▸ **EXERCISE PROMPT**: Reproduce the data below word for word, line by line, leaving nothing out.
::: EXERCISE MATERIAL
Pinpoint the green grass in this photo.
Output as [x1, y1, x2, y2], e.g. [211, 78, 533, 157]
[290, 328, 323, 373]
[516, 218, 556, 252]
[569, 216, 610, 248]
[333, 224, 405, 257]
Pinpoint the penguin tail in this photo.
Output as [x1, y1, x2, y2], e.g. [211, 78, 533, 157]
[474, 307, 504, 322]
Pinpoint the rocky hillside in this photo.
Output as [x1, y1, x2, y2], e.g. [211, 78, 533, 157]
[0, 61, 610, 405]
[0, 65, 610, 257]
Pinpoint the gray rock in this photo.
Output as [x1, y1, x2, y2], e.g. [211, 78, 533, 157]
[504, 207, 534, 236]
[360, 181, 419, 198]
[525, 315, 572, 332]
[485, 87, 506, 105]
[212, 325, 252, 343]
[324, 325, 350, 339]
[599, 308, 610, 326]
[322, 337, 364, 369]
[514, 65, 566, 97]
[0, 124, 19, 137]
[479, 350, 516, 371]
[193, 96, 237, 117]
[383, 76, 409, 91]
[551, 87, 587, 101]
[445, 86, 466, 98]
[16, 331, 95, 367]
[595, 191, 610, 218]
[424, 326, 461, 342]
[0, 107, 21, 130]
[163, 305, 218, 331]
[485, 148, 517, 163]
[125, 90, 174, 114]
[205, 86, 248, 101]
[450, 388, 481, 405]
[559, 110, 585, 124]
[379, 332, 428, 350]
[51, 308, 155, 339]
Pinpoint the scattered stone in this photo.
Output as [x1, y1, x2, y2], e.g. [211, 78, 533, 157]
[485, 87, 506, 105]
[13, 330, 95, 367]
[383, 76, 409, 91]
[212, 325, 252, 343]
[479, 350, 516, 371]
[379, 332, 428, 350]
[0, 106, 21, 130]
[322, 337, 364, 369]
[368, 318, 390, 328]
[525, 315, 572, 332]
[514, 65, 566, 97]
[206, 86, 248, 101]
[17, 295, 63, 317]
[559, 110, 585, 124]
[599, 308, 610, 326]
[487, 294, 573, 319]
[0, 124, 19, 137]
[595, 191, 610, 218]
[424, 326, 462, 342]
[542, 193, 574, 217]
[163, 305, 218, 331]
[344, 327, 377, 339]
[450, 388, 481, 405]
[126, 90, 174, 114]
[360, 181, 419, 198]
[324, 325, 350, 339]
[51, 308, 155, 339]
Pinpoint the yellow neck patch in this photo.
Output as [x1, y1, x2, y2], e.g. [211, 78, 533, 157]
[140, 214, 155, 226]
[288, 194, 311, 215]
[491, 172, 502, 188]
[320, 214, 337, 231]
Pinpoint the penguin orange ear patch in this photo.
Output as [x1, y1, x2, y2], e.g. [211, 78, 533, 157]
::::::
▸ **OUTPUT FOR THIS EXERCISE**:
Pinpoint the green grass in this photo.
Output as [x1, y1, x2, y2], e.g. [211, 78, 533, 157]
[290, 328, 323, 373]
[516, 218, 556, 252]
[569, 216, 610, 248]
[333, 224, 405, 257]
Pinpoint the penguin tail in this photo.
Output as [x1, y1, x2, y2], e.g. [211, 78, 533, 157]
[474, 307, 504, 322]
Pinpoint the rocky hillside in this photo.
Output as [x1, y1, x2, y2], e.g. [211, 78, 533, 157]
[0, 61, 610, 405]
[0, 65, 610, 257]
Pinpoint the gray rock in this photo.
Output as [x1, y1, x2, y2], e.g. [211, 78, 533, 157]
[504, 207, 534, 236]
[360, 181, 419, 198]
[525, 315, 572, 332]
[485, 87, 506, 105]
[212, 325, 252, 343]
[324, 325, 350, 339]
[599, 308, 610, 326]
[322, 337, 364, 369]
[514, 65, 566, 97]
[0, 124, 19, 137]
[479, 350, 516, 371]
[193, 96, 237, 117]
[383, 76, 409, 91]
[551, 87, 587, 101]
[445, 86, 466, 98]
[16, 331, 95, 367]
[595, 191, 610, 218]
[424, 326, 461, 342]
[0, 107, 21, 130]
[163, 305, 218, 331]
[485, 148, 517, 163]
[125, 90, 174, 114]
[205, 86, 248, 101]
[450, 388, 481, 405]
[559, 110, 585, 124]
[379, 332, 428, 350]
[51, 308, 155, 339]
Pinpoint the scattered stone in this photo.
Output as [x1, y1, x2, y2], e.g. [211, 78, 533, 157]
[485, 87, 506, 105]
[13, 330, 95, 367]
[383, 76, 409, 91]
[212, 325, 252, 343]
[479, 350, 516, 371]
[379, 332, 428, 350]
[0, 106, 21, 130]
[322, 337, 364, 369]
[368, 318, 390, 328]
[525, 315, 572, 332]
[514, 65, 566, 97]
[206, 86, 248, 101]
[17, 295, 63, 317]
[559, 110, 585, 124]
[599, 308, 610, 326]
[487, 294, 573, 319]
[0, 124, 19, 137]
[595, 191, 610, 218]
[424, 326, 462, 342]
[542, 193, 574, 217]
[163, 305, 218, 331]
[344, 327, 377, 339]
[450, 388, 481, 405]
[126, 90, 174, 114]
[360, 181, 419, 198]
[324, 325, 350, 339]
[51, 308, 155, 339]
Pinpoint the yellow neck patch in this photo.
Output as [x1, y1, x2, y2], e.g. [211, 78, 533, 157]
[140, 214, 155, 226]
[288, 194, 311, 215]
[491, 172, 502, 188]
[320, 214, 337, 231]
Pinpoint the penguin orange ear patch in this photo.
Output as [x1, y1, x2, y2], e.g. [211, 78, 533, 157]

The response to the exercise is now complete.